Whoa! lol, was she willing or the opposite?

----------


## Ametam

> How did it taste?



Not great, it was really bloody, and the bones were really crunchy which made a horrible texture. Would not eat again. 

Overall the dish quality was around about 2/10, with the only plus points being the exotic nature of the dish and its strange presentation.

----------


## PsychotiChaos

> Was this shared (lucid) dream accidental? As awkward as you make it sound, how did yall get to talking about it?



Please tell me where you got the "shared" part from? I never said anything about shared dreams.

----------


## TheJester

> Please tell me where you got the "shared" part from? I never said anything about shared dreams.



I think people were replying to djpatch

----------


## Seltiez

> You guys are so tame 
> 
> In one of my lucids, I ripped a DC's head off, and then cannibalised his body, including bones.



 Thats disgusting. Was it realistic or dreamy experience? I could never do something like it would be too traumatic for me. I also would be scared that what if i hit my head something and began to think those memories where real but thats very unlikely. Do you then have weird fetishes or did you do it from curiosity?

I have had many weird things in dreams but in lucid dream i never have done anything worth mentioning.

----------


## vintage

I remember once I was having sex with a girl but she didn't seem like she was into it.  She wouldn't look at me either.  I didn't really care about her because I knew it wasn't real.  It was very strange.

----------


## Box77

I was having so much sex once, that the DC was hanging from me as a kind sex toy and from time to time I remembered to shake her until I felt it was enough, then I walked here and there looking for some others things to do until I wanted to feel more and shake her again and again...

----------


## woblybil

> I was having so much sex once, that the DC was hanging from me as a kind sex toy and from time to time I remembered to shake her until I felt it was enough, then I walked here and there looking for some others things to do until I wanted to feel more and shake her again and again...





Whew, I thought I was alone.......  ::banana::

----------


## Saizaphod

> Lol what is your gender? Not trying to sound like a pervert but details plz lol



I'm a male. Well I was in my room lucid and it was really dark and I tumbled down to the floor from my bed. I saw myself naked under my bed and the figure was kinda scary so I invited him(me) to have sex with me, eh  ::lol::  It was a blast though, felt really good to be honest . No more details for you mister  ::roll::

----------


## Claws

I had sex with a mermaid underwater once. Do not ask how I did it because I have not idea how that is even possible lol.

▶ [Data for the task]:
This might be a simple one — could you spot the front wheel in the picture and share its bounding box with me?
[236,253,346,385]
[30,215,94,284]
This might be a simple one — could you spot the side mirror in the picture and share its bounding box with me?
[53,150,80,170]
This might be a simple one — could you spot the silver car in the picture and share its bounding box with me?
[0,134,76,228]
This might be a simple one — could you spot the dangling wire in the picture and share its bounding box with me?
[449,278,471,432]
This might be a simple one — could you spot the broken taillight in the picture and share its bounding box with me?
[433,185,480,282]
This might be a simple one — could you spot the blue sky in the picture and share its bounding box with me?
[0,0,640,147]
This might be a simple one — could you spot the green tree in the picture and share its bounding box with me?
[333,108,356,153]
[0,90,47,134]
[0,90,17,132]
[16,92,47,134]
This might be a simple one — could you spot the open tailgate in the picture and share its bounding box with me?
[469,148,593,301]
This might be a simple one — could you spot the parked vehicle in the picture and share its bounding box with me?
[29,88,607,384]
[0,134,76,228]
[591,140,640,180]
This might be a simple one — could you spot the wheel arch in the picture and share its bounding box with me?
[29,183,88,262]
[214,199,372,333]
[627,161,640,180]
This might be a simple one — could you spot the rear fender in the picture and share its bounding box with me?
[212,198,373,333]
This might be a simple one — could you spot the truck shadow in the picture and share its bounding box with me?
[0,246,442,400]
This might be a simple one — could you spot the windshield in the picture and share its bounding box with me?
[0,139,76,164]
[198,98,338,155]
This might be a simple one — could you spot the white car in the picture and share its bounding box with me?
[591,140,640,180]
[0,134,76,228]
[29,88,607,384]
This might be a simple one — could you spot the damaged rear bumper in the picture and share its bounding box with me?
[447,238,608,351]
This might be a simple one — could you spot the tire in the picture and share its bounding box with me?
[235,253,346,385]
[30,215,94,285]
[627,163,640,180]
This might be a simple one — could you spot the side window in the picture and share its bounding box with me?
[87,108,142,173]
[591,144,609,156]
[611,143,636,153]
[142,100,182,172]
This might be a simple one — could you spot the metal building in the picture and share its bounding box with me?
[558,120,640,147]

--

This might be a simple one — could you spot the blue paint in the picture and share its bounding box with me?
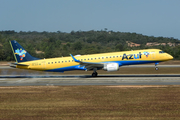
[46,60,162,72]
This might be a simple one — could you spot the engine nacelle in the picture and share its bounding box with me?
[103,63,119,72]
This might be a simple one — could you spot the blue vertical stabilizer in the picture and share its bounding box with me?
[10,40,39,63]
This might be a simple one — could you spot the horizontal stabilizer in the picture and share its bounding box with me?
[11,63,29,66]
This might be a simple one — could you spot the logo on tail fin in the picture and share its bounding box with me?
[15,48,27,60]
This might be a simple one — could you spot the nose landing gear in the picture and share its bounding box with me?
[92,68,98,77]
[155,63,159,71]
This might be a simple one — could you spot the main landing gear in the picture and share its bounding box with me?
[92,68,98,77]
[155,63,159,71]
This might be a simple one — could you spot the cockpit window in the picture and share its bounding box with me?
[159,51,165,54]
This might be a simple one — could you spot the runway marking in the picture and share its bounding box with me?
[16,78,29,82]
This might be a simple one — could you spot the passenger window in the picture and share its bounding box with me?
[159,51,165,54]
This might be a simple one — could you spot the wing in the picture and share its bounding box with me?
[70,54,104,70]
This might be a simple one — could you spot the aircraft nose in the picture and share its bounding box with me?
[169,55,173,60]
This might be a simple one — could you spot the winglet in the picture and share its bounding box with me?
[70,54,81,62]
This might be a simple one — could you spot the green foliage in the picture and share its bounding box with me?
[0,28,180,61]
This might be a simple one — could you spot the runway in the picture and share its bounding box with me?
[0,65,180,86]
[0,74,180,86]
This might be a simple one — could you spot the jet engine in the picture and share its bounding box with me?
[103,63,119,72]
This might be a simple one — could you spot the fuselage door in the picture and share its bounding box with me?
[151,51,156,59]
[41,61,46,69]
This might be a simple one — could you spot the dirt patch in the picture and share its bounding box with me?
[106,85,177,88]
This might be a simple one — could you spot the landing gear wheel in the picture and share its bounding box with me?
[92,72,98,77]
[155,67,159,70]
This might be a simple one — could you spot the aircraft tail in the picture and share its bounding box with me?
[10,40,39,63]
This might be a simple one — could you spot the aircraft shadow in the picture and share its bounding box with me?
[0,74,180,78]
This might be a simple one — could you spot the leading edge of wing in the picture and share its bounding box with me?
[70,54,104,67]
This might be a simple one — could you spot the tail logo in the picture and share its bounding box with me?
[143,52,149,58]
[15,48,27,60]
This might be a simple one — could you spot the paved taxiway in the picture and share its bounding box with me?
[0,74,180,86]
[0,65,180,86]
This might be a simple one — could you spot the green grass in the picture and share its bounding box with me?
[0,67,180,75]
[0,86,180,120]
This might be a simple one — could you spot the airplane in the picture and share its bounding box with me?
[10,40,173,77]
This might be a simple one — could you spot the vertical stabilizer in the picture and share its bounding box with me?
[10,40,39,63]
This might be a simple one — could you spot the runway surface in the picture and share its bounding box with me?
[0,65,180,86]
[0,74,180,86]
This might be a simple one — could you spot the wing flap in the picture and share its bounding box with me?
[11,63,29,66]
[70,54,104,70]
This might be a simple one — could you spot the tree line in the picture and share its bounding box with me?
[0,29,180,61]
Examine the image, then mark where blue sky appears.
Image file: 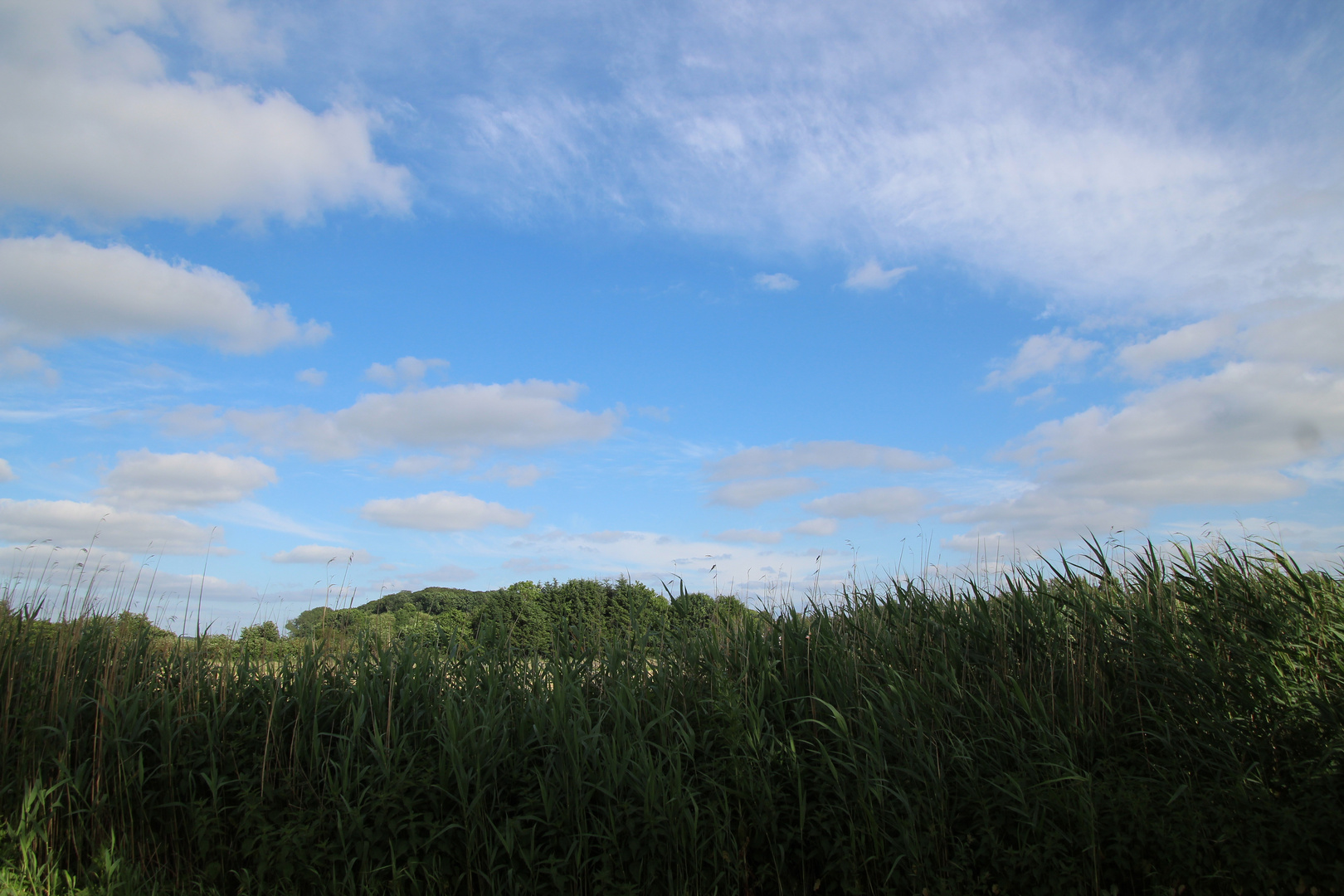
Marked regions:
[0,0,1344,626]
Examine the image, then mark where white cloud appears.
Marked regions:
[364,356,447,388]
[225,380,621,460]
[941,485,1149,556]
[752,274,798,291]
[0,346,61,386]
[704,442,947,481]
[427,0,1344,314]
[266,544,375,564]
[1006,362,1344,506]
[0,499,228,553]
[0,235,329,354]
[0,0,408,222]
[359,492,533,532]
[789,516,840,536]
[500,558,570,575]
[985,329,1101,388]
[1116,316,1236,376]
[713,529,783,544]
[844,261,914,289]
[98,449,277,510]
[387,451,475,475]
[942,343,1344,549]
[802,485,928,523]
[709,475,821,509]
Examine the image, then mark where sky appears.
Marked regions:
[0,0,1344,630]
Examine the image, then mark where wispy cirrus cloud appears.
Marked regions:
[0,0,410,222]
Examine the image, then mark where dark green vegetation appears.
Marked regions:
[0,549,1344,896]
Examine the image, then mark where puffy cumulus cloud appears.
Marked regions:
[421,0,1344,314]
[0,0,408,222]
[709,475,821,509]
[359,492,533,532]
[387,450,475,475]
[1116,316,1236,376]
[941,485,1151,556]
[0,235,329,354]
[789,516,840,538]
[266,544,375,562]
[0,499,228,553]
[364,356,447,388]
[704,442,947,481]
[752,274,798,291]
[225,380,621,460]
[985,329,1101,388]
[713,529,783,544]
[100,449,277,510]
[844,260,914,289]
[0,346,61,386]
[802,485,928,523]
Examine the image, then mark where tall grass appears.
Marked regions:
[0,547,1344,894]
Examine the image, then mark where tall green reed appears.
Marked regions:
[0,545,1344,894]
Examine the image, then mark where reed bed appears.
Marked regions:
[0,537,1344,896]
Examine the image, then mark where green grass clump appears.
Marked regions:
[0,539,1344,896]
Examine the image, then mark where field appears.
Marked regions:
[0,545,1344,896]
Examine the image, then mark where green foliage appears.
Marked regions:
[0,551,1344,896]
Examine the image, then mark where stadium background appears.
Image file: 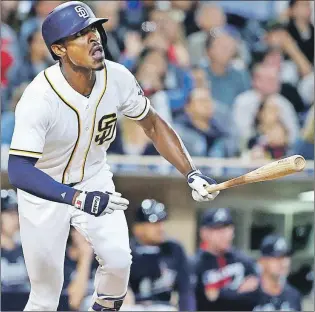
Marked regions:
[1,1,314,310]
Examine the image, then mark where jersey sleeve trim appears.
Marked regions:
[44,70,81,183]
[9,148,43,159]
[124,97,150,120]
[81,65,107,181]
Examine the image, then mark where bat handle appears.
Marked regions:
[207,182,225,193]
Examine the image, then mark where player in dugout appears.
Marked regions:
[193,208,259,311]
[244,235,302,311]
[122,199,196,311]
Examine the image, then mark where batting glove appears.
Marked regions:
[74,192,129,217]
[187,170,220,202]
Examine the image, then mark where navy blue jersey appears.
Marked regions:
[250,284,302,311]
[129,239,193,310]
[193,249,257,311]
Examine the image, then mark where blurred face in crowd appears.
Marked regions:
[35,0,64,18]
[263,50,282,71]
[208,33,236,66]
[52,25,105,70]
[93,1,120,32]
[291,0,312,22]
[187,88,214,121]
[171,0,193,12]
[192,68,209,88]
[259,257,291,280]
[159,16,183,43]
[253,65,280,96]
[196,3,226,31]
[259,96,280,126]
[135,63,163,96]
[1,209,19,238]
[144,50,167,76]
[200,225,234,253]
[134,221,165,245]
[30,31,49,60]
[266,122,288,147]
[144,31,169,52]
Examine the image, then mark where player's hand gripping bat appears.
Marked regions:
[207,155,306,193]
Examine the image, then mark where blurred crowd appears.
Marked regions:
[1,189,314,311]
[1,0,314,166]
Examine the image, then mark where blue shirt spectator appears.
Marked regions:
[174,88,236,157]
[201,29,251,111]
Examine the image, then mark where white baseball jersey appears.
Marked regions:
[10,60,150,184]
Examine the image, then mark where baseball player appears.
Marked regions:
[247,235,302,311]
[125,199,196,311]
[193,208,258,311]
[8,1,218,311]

▶ [Set of tasks]:
a: Please copy the entries from the line with "spot the logo" to the line with "[106,85,177,88]", keeping every line exactly as it appears.
b: Continue the forum thread on lucid dreams from its last post.

▶ [Written answers]:
a:
This might be a simple one — could you spot the logo on tail fin in the picture and share its bounding box with me?
[15,48,27,60]
This might be a simple one — could you spot the nose landing gear in the picture and share its bounding box with me?
[92,68,98,77]
[155,63,159,71]
This might be a simple one — could you spot the main landing gear in the picture and share its bounding box with me?
[92,68,98,77]
[155,63,159,71]
This might be a simple one — could you spot the cockpit window in the picture and share its bounding box with me?
[159,51,165,54]
This might be a simple one — could you spot the runway marking in the picture and share its bounding box with me?
[16,78,29,82]
This might be a simple one — could you spot the passenger window in the picture and share its bounding box with me?
[159,51,165,54]
This might be a simple one — could you spot the wing in the picture and share its bounding box with me?
[70,54,104,70]
This might be a simple one — could you spot the aircraft nose in the picture and share its bounding box with me?
[169,55,173,60]
This might be a simple one — could you spot the winglet in the picture and share its bounding box with me?
[70,54,81,62]
This might be a simple one — could you spot the green foliage in the picture and share its bounding box with me?
[0,28,180,61]
This might be a simple one — could you spot the runway in the picture and share its bounding box with me?
[0,65,180,86]
[0,74,180,86]
This might be a simple one — could you spot the jet engine in the picture and share its bounding box with me?
[103,63,119,72]
This might be a simple one — could you spot the fuselage door in the picture and share its bounding box with me?
[151,51,156,59]
[41,61,46,69]
This might be a simple one — could you spot the dirt patch in the picture and share its bounding box with me?
[106,85,177,88]

b:
----------


## Sibyline

I met this gorgeous DC, and it was love at first sight. Then he showed up again in a second dream, and I decided it was time for sex. Unfortunately, it wasn't very good, and then this happened:





> I held on to his shoulders as he wordlessly communicated that he was too scared of the soldiers outside to be able to perform. I tried to convince him to trust me, that there was no real danger... tiptoeing around telling him the truth because I didn't want to spoil his innocence, so I only said things like, "As long as you're with me, you have nothing to fear. They won't hurt us. You're safe with me." But he wasn't convinced. Annoyed and unsatisfied, I told him to go downstairs and "sell me". He looked at me incredulously. Annoyed, I told him in no uncertain terms to go downstairs and find me someone who could get the job done.
> 
> He left, leaving the door open. The soldiers were gone, and in their place were some random people in 1950's clothing walking past the door. I lay on the bed, aware of being naked but not caring.



Yep, I'm a dirty ungrateful ho!  ::roll:: 

Full dream here.

----------


## Liquidaque

I once gave myself a vagina, extended my penis to the point that I could turn it around, and put it in said vagina.  BEST.  SEX.  EVER.

----------


## chajadan

I'm male IRL, but in a dream once I had total female anatomy and was being drilled by some hot dude. I swear, the part of us that is connected to all of existence I can't help but feel knows/recalls thing, because I swear I had the exact sensation to a damn T. I can tell you that it feels different to give and receive as a male, and no doubt, to receive as a female is different from those two. In my dream it felt so representative. And yummy yummy.

----------


## Liquidaque

> I'm male IRL, but in a dream once I had total female anatomy and was being drilled by some hot dude. I swear, the part of us that is connected to all of existence I can't help but feel knows/recalls thing, because I swear I had the exact sensation to a damn T. I can tell you that it feels different to give and receive as a male, and no doubt, to receive as a female is different from those two. In my dream it felt so representative. And yummy yummy.



I've done the same, and can say the same, multiple times.

----------


## BarefootDreamer

> I'm male IRL, but in a dream once I had total female anatomy and was being drilled by some hot dude. I swear, the part of us that is connected to all of existence I can't help but feel knows/recalls thing, because I swear I had the exact sensation to a damn T. I can tell you that it feels different to give and receive as a male, and no doubt, to receive as a female is different from those two. In my dream it felt so representative. And yummy yummy.



Female here. Have experienced sex and masturbation as a male in a dream (not lucid, though).

----------


## Tygar

> Not great, it was really bloody, and the bones were really crunchy which made a horrible texture. Would not eat again. 
> 
> Overall the dish quality was around about 2/10, with the only plus points being the exotic nature of the dish and its strange presentation.



It may have tasted better if you add some fava beans and a nice chianti.   :Cheeky:

----------


## Tygar

This a a good thread.

In a good % of my LDs my sex drive just completely takes over.  From what I've read it is because during REM the bodies sexual hormone levels are so high...either that or I'm just a perv. It seems I'm constantly loosing control and seeking out sex.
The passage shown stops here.